### What to produce:
Write out each line of the listing below as a numbered list, skipping blank lines and leaving out the pictures.

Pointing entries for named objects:
* * *

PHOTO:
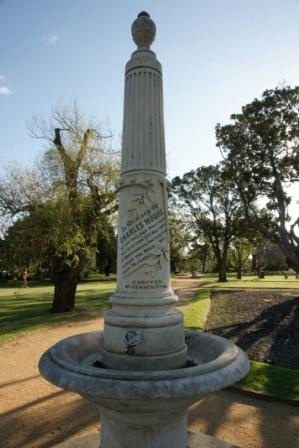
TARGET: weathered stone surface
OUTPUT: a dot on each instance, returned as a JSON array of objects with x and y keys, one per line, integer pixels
[
  {"x": 144, "y": 372},
  {"x": 143, "y": 303},
  {"x": 194, "y": 441},
  {"x": 147, "y": 408}
]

* * *

### Exercise output:
1. PHOTO:
2. TARGET: weathered stone surface
3. OUTPUT: a dot on each instance, returned as a JSON array of objects with x and y keys, one per line, integer pixels
4. [
5.   {"x": 144, "y": 372},
6.   {"x": 143, "y": 303},
7.   {"x": 194, "y": 441},
8.   {"x": 147, "y": 408}
9. ]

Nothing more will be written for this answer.